§ REQUIRED TASK: According to the Magic Water™ instructions, how long does the resin take to set at 70 degrees?
━━ EXTRACT PROVIDED ━━
Magic Water™ Updates

MIXING IMPORTANT!! Mix 1 part A to 2 parts B. Do not alter the mix! Use disposable cups. You must mix it thoroughly!! Mix well at least 5 minutes then mix it again for 5 minutes!!! Just because it looks clear doesn’t mean its mixed thoroughly. Don’t worry about the bubbles, they will disappear after pouring etc. Mix Mix and Mix again!! Clean up spills with nail polish remover. Wash hands with soap and water. One more time, MIX , MIX, , AND MIX!!    If you see white particles in the "B" bottle immerse it in boiling water to return it to normal.

 

CURING TIME & TEMPERATURE Magic Water™ will set in approximately 24 hours at 70 degrees. It will take longer at lower temperatures. The lower the temperature the longer it will take. You may hasten the curing with a hair dryer, but you risk the chance of blowing debris into the resin and I don’t recommend it. Just be sure to mix well & let it set on its own. Magic Water™ will set to a hard rubber state, (won't crack) and can be carved or drilled. In any case temperature has no adverse effect on the product either before or after it has set. It will withstand natural cold and heat and lasts for years even after it has been opened, it has unlimited shelf life.

 

BUBBLES Magic Water™ will not bubble or draw air from objects placed in it in most cases when poured right after having mixed it, when it is very thin. Allow the Magic Water™ to sit for 5 or 10 minutes. The majority of bubbles from the mixing will rise to the top and pop. The remainder can then be eliminated by breathing or gently blowing over the surface of your project. The carbon dioxide in your breath removes them. If you have a tough one pop it with a toothpick. For deep pours, pour no more than 1/2” at a time, debubble with your breath, let cure, then continue with another pour. Propane torches are not recommended or necessary for debubbling as you may incinerate your scenery and bridges as I have seen many times with other epoxies.
━━━
━━ STORED ROWS ━━
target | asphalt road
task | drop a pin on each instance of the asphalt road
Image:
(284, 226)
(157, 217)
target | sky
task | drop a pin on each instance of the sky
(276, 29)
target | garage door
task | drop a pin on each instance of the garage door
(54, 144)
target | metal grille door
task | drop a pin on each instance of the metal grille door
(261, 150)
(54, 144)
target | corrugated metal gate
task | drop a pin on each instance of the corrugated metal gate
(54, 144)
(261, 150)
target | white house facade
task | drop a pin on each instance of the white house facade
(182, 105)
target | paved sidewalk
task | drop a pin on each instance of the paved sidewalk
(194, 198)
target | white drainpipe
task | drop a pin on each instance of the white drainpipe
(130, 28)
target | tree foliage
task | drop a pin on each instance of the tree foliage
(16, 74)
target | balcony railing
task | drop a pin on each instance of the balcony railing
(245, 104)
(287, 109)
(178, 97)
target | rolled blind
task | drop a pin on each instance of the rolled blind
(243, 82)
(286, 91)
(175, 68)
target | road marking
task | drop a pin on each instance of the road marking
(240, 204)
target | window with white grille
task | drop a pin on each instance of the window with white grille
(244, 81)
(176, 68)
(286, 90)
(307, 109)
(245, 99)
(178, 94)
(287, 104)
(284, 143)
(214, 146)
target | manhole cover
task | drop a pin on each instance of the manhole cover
━━━
§ FULL ANSWER: Approximately 24 hours.